GIVEN TASK
Retype the lines below without any change, starting at the line that contains "# test: point at every instance of the turquoise" and ending with the last line of the items.

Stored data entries
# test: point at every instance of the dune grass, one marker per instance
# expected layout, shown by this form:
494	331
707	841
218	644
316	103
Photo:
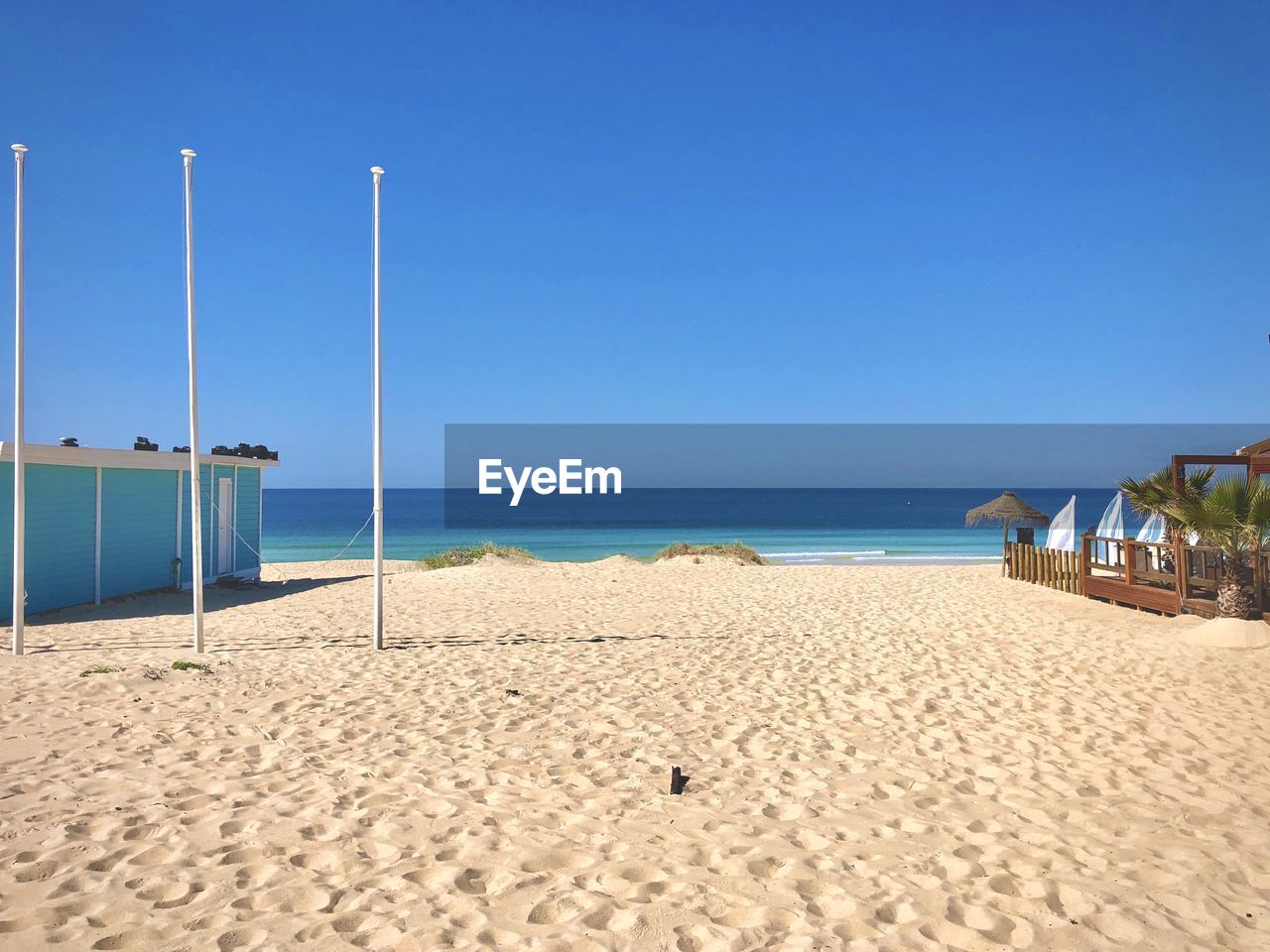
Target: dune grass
468	555
99	669
729	549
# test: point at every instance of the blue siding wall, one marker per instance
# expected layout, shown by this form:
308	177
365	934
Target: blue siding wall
139	524
204	489
62	536
139	530
7	540
248	517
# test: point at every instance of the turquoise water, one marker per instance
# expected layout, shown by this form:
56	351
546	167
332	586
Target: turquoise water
801	527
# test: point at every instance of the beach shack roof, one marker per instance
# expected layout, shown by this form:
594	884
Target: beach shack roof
122	458
1008	509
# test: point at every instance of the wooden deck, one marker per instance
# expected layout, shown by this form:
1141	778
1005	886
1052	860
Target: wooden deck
1144	575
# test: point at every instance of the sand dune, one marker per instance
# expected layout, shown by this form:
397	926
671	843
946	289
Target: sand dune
879	757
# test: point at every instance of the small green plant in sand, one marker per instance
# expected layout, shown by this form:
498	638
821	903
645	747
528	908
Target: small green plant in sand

RESULT FOR THIS EXERCISE
# test: point at every instance of the turquoise water, one marker per instance
# expected layout, shown by this form:
56	351
546	167
332	586
Target: turquoise water
801	527
# test: point at every instance of the beach shack roof, one marker per instance
# expected layout, shown by this form:
594	884
Target: beach shack roof
122	458
1008	509
# test: point at every instance of the wooden deck, one marker per instance
# expected layout, shown by this form:
1141	778
1005	886
1052	860
Target: wooden deck
1144	575
# test: point at every instance of the sand dune, one marker per instance
# expected layout, shown by this form:
397	926
671	843
946	289
Target: sand dune
879	757
# test: point at every instance of the small green plant in sand, one marker per instance
# expected layout, shown by this form:
498	638
821	903
645	747
528	908
Target: small green plant in sand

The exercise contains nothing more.